■ THE REQUEST ■
All the data should be repeated exactly. Any image in it is left out.

■ Excerpts from point annotation data ■
::::::::

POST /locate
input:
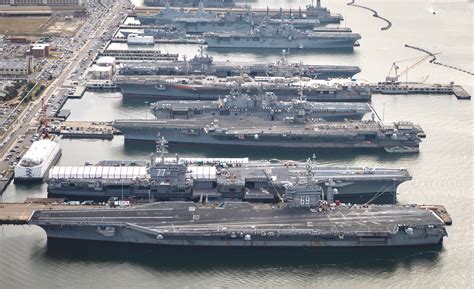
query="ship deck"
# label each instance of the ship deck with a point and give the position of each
(190, 218)
(251, 125)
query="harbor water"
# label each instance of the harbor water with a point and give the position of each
(442, 174)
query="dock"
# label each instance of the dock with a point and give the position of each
(167, 41)
(20, 213)
(77, 91)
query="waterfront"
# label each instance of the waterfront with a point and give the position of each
(442, 175)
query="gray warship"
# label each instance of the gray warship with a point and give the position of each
(199, 87)
(191, 3)
(202, 21)
(205, 65)
(303, 222)
(267, 106)
(166, 178)
(281, 37)
(253, 131)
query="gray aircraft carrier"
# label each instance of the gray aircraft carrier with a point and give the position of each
(205, 65)
(303, 222)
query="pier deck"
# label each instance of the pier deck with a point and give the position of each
(20, 213)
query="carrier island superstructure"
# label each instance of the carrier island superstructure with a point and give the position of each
(202, 87)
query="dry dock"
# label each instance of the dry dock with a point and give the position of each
(420, 88)
(20, 213)
(84, 129)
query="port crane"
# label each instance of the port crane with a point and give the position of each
(394, 69)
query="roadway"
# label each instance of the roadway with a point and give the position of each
(21, 132)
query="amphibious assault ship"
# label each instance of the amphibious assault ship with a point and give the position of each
(221, 179)
(267, 106)
(281, 37)
(191, 3)
(251, 131)
(205, 65)
(198, 87)
(304, 222)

::::::::

■ SOLUTION TO THIS TASK ■
POST /locate
input:
query="ship deck"
# label each instance of the ship deck with a point and give the position of each
(190, 218)
(251, 125)
query="harbor water"
# label each instance of the harbor water with a point and give the position of each
(442, 174)
query="dock"
# label each instance of the dock with a point and give the position of each
(167, 41)
(20, 213)
(77, 91)
query="waterfront"
# label each instance of the waterfront with a point and give the position of each
(442, 175)
query="gray warship"
# label each instance of the gray warship with a point and give the position of each
(199, 87)
(191, 3)
(202, 21)
(205, 65)
(303, 222)
(267, 106)
(166, 178)
(281, 37)
(253, 131)
query="gray aircraft carrier"
# label each instance of the gray aircraft carrier with a point and give the position of each
(205, 65)
(303, 222)
query="pier deck"
# label each instance of the pier deck with a point and give the position of each
(20, 213)
query="carrier island superstructure"
# label each instance of the carrier island superstructure with a point and give the position of each
(202, 87)
query="dry dock"
# label each instance of the dry dock with a point and give the position of each
(420, 88)
(20, 213)
(84, 129)
query="port crane"
# label each instance of the port crane with a point and give the position of each
(394, 69)
query="roadway"
# label each instance of the roadway with a point and give the position of each
(21, 132)
query="amphibious assault ship"
# label each instance of the amphibious assault ship with a point and give the position of each
(221, 179)
(267, 106)
(281, 37)
(191, 3)
(251, 131)
(205, 65)
(198, 87)
(304, 222)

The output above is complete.